=== EXTRAIT DU TEXTE ===

Shaun le mouton

Dix ans après Wallace et Gromit, Shaun le mouton a enfin droit à son long métrage. Humour britannique et animation stop-motion signés Aardman garantis !

Le renommé studio britannique Aardman ne produit pas de longs métrages à la chaîne : 5 seulement en 15 ans, dont les inoubliables Chicken Run (2000) et Wallace et Gromit : le mystère du lapin-garou  (2005) en animation stop-motion, et les très moyens Souris City (2006) et Mission : Noël (2011) en images de synthèse. Heureusement, Aardman a su en tirer les leçons et revenir à l’animation en volume d’abord avec Les Pirates ! Bons à rien, mauvais en touten 2012 et maintenant avec Shaun le mouton.

Comme Wallace et Gromit en leur temps, Shaun le mouton a fait ses débuts à la télévision et conquis sa célébrité depuis 2007 en charmant les enfants par épisodes de 7’ (diffusés en France sur TF1). Au total, 130 épisodes produits en 4 saisons racontent les aventures de Shaun et ses confrères moutons, ainsi que de leur chien berger Bitzer et de leur fermier, dans le village perdu de Mossy Bottom : so british… and so successful (diffusion dans 170 pays !). Même sur Facebook, Shaun est une vedette avec près de 5 millions de fans dont un quart au Moyen-Orient.

Passer d’une série au long métrage reste néanmoins un véritable défi. Il faut redéfinir les personnages et l’histoire pour séduire parents autant qu’enfants, et sur une durée autrement plus longue. Un travail mené sur 3 ans (écriture et développement de l’histoire en 2012-2013, tournage en 2014) par Richard « Golly » Starzak, créateur du personnage et réalisateur de la série, assisté sur ce film par le scénariste et vétéran d’Aardman Mark Burton.

Histoire et personnages
« Nous sommes partis de l’atmosphère familiale  dans la série entre les moutons, le chien et le Fermier pour explorer la relation entre le Fermier et Shaun, une relation père-fils. Il a fallu donner plus de consistance aux personnages, affirmer leurs personnalités. Les personnages secondaires aussi, en particulier les autres moutons, jusque-là interchangeables, se sont individualisés. L’intérêt d’un long métrage est qu’on est moins pressé par le temps que pour une série, on peut revenir et affiner histoire et animation. Notre job en phase de tournage a largement consisté à revoir chaque jour les plans tournés la veille et répartir le travail entre animateurs d’après le storyboard. »

=== ENREGISTREMENTS FOURNIS ===

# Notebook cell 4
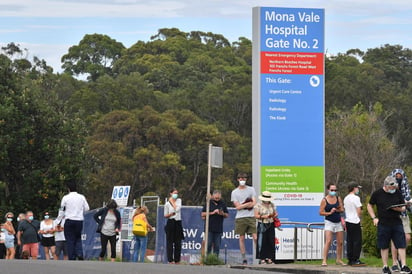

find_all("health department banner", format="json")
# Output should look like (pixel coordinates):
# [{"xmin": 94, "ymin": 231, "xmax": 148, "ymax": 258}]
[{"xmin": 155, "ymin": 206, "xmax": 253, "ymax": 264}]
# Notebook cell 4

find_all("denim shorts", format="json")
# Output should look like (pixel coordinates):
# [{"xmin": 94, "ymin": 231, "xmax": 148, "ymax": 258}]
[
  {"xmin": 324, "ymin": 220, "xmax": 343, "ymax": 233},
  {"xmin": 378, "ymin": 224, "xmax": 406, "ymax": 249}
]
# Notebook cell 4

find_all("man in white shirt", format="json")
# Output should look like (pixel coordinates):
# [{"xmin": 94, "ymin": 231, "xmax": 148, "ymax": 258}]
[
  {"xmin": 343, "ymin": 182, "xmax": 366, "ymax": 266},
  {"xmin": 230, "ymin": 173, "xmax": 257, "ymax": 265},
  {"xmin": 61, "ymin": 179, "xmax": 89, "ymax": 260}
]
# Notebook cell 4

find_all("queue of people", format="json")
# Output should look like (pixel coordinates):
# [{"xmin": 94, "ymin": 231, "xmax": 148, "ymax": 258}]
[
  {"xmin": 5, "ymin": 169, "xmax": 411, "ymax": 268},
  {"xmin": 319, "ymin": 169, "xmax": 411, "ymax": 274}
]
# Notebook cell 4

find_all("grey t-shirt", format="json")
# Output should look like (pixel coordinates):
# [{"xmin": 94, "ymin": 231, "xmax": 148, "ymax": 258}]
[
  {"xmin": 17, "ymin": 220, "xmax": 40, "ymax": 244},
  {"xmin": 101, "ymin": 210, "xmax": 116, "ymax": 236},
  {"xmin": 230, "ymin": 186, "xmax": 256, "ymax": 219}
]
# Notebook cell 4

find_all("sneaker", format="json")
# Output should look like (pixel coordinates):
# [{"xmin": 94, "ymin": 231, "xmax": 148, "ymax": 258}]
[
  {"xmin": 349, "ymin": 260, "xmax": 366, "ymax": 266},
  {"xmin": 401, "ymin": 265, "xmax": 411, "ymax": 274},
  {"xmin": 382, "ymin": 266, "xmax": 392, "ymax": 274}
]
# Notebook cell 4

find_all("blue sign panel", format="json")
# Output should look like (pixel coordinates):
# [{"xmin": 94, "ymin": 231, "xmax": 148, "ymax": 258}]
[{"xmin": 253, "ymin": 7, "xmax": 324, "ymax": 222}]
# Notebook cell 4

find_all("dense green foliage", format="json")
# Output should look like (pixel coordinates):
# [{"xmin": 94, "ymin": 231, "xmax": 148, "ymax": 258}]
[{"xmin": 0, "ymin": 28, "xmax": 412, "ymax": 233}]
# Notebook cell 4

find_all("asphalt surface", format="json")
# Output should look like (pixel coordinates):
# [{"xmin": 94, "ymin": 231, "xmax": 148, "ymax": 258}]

===
=== ENREGISTREMENTS FOURNIS ===

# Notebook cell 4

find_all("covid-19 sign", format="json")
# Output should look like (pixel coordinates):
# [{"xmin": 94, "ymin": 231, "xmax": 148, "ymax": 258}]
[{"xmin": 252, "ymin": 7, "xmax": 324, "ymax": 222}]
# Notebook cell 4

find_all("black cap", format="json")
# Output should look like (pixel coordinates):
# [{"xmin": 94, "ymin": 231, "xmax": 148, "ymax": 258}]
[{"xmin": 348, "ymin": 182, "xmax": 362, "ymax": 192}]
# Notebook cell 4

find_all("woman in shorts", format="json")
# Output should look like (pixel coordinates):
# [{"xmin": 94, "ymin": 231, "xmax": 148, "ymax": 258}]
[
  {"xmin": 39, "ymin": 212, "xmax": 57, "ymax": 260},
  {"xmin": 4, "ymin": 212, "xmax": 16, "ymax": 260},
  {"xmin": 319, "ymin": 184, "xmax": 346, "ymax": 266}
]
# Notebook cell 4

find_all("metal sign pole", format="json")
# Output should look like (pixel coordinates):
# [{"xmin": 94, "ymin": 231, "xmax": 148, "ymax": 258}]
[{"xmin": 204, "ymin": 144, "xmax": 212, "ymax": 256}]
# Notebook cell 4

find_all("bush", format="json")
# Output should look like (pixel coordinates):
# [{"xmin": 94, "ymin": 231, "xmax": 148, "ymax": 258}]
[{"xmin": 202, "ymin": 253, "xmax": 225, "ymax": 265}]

===

## PROBLÈMES ET EXERCICES
[1] Selon le texte sur Shaun le mouton, combien d'épisodes de la série ont été produits au total ?
[2] Montrez chaque ligne des enregistrements qui contient la chaîne « shirt », en tenant compte de la casse.
Le texte et les enregistrements proviennent de sources distinctes.

## RÉPONSES RÉDIGÉES
[1] 130 épisodes, répartis en 4 saisons.

[2]
find_all("man in white shirt", format="json")
find_all("grey t-shirt", format="json")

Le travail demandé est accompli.